» **显示的文本**
现代智能驾驶系统普遍基于Linux操作系统构建,其稳定性、高效性以及在关键时刻的可靠性至关重要。这与Linux的进程调度机制紧密相关,例如,紧急状况下需要立即触发进程A进行干预,但若调度时间被进程B占用,则可能导致严重后果。因此,一套关键且高效的调度算法是行车安全的基石。
考虑一个包含以下实时任务的自动驾驶系统:
- 激光雷达数据处理:周期50ms,处理时间5ms,最大允许延迟2ms。
- 摄像头图像识别:周期100ms,处理时间20ms,最大允许延迟10ms。
- 控制决策:周期20ms,处理时间2ms,最大允许延迟1ms。
- 紧急刹车:事件触发,处理时间1ms,必须在5ms内响应。
该系统运行在8核CPU上,包含4个高性能核心(P-core)和4个能效核心(E-core)。以下是完整的实时调度方案设计。
一、 任务分析与调度策略选择
1.1 任务特性分析
| 任务名称 |
类型 |
周期(T) |
执行时间(C) |
最大允许延迟 |
相对截止时间(D) |
关键性 |
| 激光雷达数据处理 |
周期性 |
50ms |
5ms |
2ms |
52ms |
高 |
| 摄像头图像识别 |
周期性 |
100ms |
20ms |
10ms |
110ms |
中 |
| 控制决策 |
周期性 |
20ms |
2ms |
1ms |
21ms |
最高 |
| 紧急刹车 |
事件触发 |
N/A |
1ms |
5ms |
5ms |
关键 |
1.2 调度策略选择原则
- 控制决策:使用
SCHED_DEADLINE,拥有最短周期和最紧迫的截止时间,赋予最高调度优先级。

» **你的任务**
把上方那篇讲自动驾驶实时调度的文本中以包含“现代智能驾驶系统普遍基于Li”的词语开头、以“- 激光雷达数据处理:周期50ms,处理时间5ms,最大允许延迟2ms。”结尾的那一段原样抄写下来。

» **显示的信息**
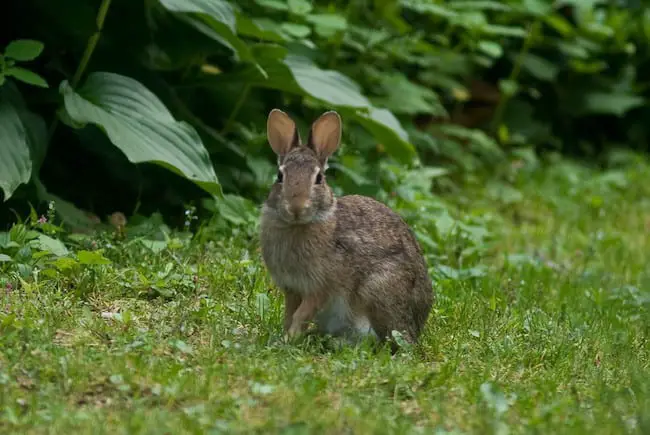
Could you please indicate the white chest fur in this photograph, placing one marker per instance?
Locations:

» **完整答案**
现代智能驾驶系统普遍基于Linux操作系统构建,其稳定性、高效性以及在关键时刻的可靠性至关重要。这与Linux的进程调度机制紧密相关,例如,紧急状况下需要立即触发进程A进行干预,但若调度时间被进程B占用,则可能导致严重后果。因此,一套关键且高效的调度算法是行车安全的基石。
考虑一个包含以下实时任务的自动驾驶系统:
- 激光雷达数据处理:周期50ms,处理时间5ms,最大允许延迟2ms。